__Data under study__
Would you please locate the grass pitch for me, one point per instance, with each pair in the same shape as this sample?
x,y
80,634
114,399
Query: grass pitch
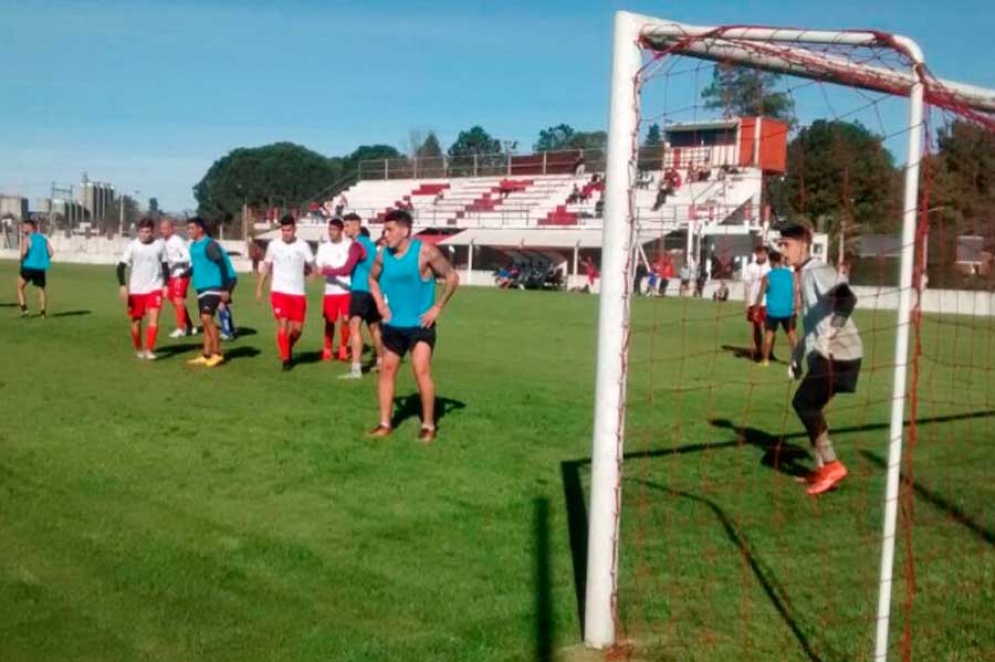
x,y
155,511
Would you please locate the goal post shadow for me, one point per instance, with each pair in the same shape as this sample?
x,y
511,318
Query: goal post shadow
x,y
777,449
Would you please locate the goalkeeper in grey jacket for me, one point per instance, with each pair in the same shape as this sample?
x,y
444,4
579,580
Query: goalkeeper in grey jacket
x,y
830,352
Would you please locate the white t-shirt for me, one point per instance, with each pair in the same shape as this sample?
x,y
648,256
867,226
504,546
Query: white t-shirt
x,y
754,276
177,255
332,254
145,262
287,263
818,281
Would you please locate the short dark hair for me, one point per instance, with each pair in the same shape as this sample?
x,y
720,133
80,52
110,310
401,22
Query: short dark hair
x,y
801,230
400,217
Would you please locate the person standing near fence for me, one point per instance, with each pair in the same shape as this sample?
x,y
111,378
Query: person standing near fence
x,y
36,257
831,350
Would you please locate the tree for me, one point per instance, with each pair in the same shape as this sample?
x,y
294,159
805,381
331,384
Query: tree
x,y
746,92
554,139
429,148
841,177
475,141
475,152
589,140
958,186
281,174
653,137
353,163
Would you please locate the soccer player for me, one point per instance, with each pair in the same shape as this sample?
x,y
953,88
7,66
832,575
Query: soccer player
x,y
333,254
147,259
178,258
362,307
289,260
778,288
831,349
212,281
36,257
756,313
402,282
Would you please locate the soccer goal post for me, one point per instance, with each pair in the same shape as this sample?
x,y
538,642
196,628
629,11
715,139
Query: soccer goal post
x,y
878,70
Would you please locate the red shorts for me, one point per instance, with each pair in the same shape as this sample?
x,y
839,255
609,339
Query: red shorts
x,y
178,288
139,304
290,307
756,314
335,306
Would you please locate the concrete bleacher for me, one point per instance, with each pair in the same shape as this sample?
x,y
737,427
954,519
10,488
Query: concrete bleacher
x,y
543,200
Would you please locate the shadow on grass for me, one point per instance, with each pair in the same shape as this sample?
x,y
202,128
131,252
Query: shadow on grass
x,y
543,592
241,353
304,358
409,406
766,578
939,501
166,352
778,454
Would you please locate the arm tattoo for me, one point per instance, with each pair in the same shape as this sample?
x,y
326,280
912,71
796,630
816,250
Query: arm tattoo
x,y
440,266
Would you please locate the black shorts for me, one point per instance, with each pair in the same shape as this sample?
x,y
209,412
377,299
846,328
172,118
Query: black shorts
x,y
826,377
34,276
363,306
787,323
400,339
208,301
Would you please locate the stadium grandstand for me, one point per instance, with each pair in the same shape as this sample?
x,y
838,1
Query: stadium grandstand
x,y
699,194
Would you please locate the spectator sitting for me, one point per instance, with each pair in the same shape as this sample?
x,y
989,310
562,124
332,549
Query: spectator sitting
x,y
722,293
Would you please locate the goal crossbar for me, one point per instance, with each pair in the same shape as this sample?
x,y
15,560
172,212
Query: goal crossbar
x,y
782,50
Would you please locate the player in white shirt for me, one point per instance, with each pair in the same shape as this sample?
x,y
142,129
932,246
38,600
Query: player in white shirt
x,y
333,254
830,355
146,258
178,259
289,259
756,315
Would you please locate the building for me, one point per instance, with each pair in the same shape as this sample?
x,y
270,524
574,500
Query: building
x,y
97,198
13,206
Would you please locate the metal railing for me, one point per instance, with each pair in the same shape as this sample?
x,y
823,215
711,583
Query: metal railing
x,y
564,162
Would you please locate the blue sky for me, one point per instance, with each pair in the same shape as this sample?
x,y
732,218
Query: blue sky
x,y
147,94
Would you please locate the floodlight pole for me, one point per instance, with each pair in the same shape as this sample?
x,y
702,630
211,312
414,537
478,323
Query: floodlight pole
x,y
904,324
613,318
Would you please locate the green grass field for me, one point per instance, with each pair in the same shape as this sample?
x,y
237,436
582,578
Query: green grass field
x,y
155,511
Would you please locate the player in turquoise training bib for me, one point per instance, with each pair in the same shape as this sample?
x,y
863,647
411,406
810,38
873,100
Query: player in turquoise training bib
x,y
402,283
778,287
36,256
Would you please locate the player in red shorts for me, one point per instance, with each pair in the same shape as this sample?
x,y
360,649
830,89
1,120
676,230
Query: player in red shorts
x,y
178,259
146,258
756,305
334,254
289,259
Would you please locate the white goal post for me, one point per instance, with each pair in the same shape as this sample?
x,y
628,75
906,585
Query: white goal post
x,y
801,53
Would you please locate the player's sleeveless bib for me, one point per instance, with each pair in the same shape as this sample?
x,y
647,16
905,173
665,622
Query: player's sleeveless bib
x,y
361,274
409,296
37,255
206,274
780,293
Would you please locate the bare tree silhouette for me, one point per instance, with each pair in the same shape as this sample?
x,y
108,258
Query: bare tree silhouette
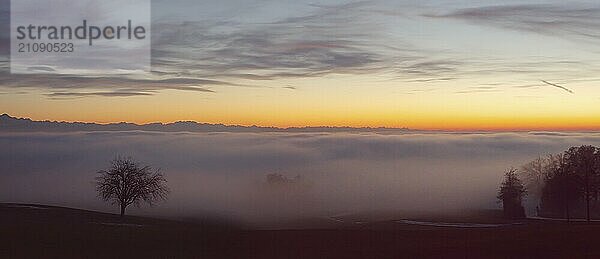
x,y
127,182
511,195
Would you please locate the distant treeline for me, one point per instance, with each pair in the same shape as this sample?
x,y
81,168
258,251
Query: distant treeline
x,y
565,185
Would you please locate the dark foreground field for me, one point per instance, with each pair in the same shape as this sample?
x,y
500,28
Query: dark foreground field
x,y
35,231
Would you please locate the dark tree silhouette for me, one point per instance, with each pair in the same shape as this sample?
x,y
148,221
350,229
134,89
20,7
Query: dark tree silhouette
x,y
127,182
561,191
511,195
582,162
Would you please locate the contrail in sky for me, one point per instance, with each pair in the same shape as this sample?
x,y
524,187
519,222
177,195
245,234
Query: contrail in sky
x,y
559,86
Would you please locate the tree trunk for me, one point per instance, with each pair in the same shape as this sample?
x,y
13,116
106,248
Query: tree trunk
x,y
587,195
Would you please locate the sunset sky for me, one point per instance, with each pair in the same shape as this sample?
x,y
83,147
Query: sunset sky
x,y
452,65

__Your instructions__
Omitting the pictures, copy each record above exactly as it stands.

__Result for this task__
Would you please locate the grass pitch for me, one point per instance, with each pair in the same shape as this sample?
x,y
80,634
114,399
Query: grass pitch
x,y
155,511
Would you please locate the goal post shadow for me, one point per instance, with each pair in the same shape as this sample?
x,y
511,318
Query: goal post shadow
x,y
777,449
Would you please locate the goalkeeper in grey jacket for me, one point per instance, with each pair in the same shape as this sample?
x,y
444,4
579,580
Query: goalkeeper in grey jacket
x,y
830,352
Would you please locate the white t-shirt for me, one point per instance, with each pair in the same shape as this sample?
x,y
648,256
867,226
504,546
Query: white t-shirt
x,y
754,276
177,255
332,254
145,262
287,263
818,281
Would you please locate the short dark hair for me, one point per instance, with each pair in the same shape as this sample?
x,y
720,133
80,52
110,310
401,22
Query: short dark hair
x,y
801,230
400,217
Would you please locate the person standing near fence for me, one point per instance, with each pair in the same shape as this sample?
x,y
111,378
Query: person standing near fence
x,y
36,257
831,350
Would you please locate the tree for me, one point per instance, with each pair in the same shape as this sample?
x,y
294,159
805,381
331,384
Query: tree
x,y
746,92
554,139
429,148
841,177
475,141
475,152
589,140
958,186
281,174
653,137
353,163
Would you please locate the soccer player for me, one point per instance, with each pair in the same shape as this sample?
x,y
953,88
7,66
832,575
Query: soccer player
x,y
333,254
147,259
178,258
362,307
289,260
778,288
831,349
212,281
36,257
756,313
402,282
Would you please locate the soccer goal post for me, one point per instance, with each pair in the same shape as this sample?
x,y
538,642
196,628
629,11
715,139
Query: soccer goal post
x,y
878,70
Would you please locate the red shorts for me, one point per instance, with each pair in the same shape as this sample?
x,y
839,255
609,339
Query: red shorts
x,y
178,288
139,304
290,307
756,314
335,306
Would you please locate the concrete bleacher for me, one point per instance, with each pair in the same shape as this sample?
x,y
737,427
954,519
10,488
Query: concrete bleacher
x,y
543,200
Would you please locate the shadow on grass for me, one point per instance, with each pair in the same shape as this sample?
x,y
202,128
131,252
Query: shadow on grass
x,y
543,592
241,353
304,358
409,406
766,578
939,501
166,352
778,454
Would you please locate the arm tattoo for me, one point per instance, with each pair in the same shape as this sample?
x,y
326,280
912,71
796,630
816,250
Query: arm tattoo
x,y
440,266
Would you please locate the black shorts for me, one point per instance, with each pair in the same shape as this sample?
x,y
209,412
377,299
846,328
172,118
Query: black shorts
x,y
826,377
34,276
363,306
787,323
400,339
208,301
Would you please locate the stadium grandstand for me, one point per instance, with each pair in the same shape as this sample?
x,y
838,1
Query: stadium grandstand
x,y
699,194
Would you please locate the spectator sitting for me, one point per instance, with each pair in the same shape as this sample?
x,y
989,310
562,124
332,549
Query: spectator sitting
x,y
722,293
Would you please locate the goal crossbar for me, one point per instance, with each pair in the same shape as this sample?
x,y
15,560
172,212
Query: goal crossbar
x,y
782,50
Would you please locate the player in white shirt for me, one point per instance, with each pair in the same shape as this sample?
x,y
142,129
932,246
38,600
Query: player in white shirt
x,y
333,254
830,355
146,258
178,259
289,259
756,315
Would you please locate the building for me, one point per instance, with each pair in the same shape as this sample?
x,y
270,524
574,500
Query: building
x,y
97,198
13,206
Would you please locate the metal railing for me, one point per instance, with each pair in the same shape as this sample?
x,y
823,215
711,583
Query: metal railing
x,y
564,162
Would you please locate the blue sky for me, one point per instance, with each pair in the same shape as this sample?
x,y
732,218
Query: blue sky
x,y
147,94
Would you please locate the floodlight pole for me, one point per instance, with each pair in the same shape as this sample?
x,y
702,630
211,312
414,537
478,323
Query: floodlight pole
x,y
904,324
613,318
Would you please locate the green grass field for me, one point per instance, with each pair in the same shape as this sample?
x,y
237,436
582,578
Query: green grass field
x,y
155,511
Would you please locate the player in turquoise training bib for me, one point per instance, with each pair in the same shape as this sample?
x,y
863,647
411,406
810,38
873,100
Query: player in turquoise training bib
x,y
402,283
778,287
36,256
Would you please locate the player in red shorts for me, one point per instance, with each pair in the same shape as this sample?
x,y
360,649
830,89
1,120
676,230
Query: player in red shorts
x,y
178,259
146,258
756,305
334,254
289,259
Would you please locate the white goal post for me, one point per instance, with each pair in the same shape as this sample?
x,y
628,75
906,585
Query: white goal post
x,y
801,53
Would you please locate the player's sleeveless bib for me, one point per instance, with each pair in the same shape as this sample?
x,y
647,16
905,173
665,622
Query: player's sleeveless bib
x,y
361,274
409,296
37,255
206,274
780,293
Would you please locate the bare tree silhouette for me, one point per instance, with each pair in the same shape as this sample?
x,y
108,258
Query: bare tree silhouette
x,y
127,182
511,195
Would you please locate the distant treeline for me, one point per instance, with each pair in the same shape as this sample?
x,y
81,168
258,251
Query: distant treeline
x,y
565,185
Would you please locate the dark foreground field for me, one point per instance, with each pair in the same shape as this sample?
x,y
500,28
Query: dark foreground field
x,y
35,231
Would you please locate the dark tree silhouette for me, one point per instance, with each pair in the same shape as this sample?
x,y
148,221
350,229
134,89
20,7
Query: dark tree silhouette
x,y
127,182
561,191
511,195
582,162
Would you please locate the contrail in sky for me, one point per instance, with each pair in the same shape as this sample?
x,y
524,187
519,222
177,195
245,234
Query: contrail in sky
x,y
559,86
Would you please locate the tree trunk for me, one point per instance, with each pair in the same shape as this sample?
x,y
13,116
106,248
Query: tree trunk
x,y
587,195
Would you please locate the sunset sky for me, one point per instance, with each pair in the same shape as this sample?
x,y
83,147
Query: sunset sky
x,y
452,65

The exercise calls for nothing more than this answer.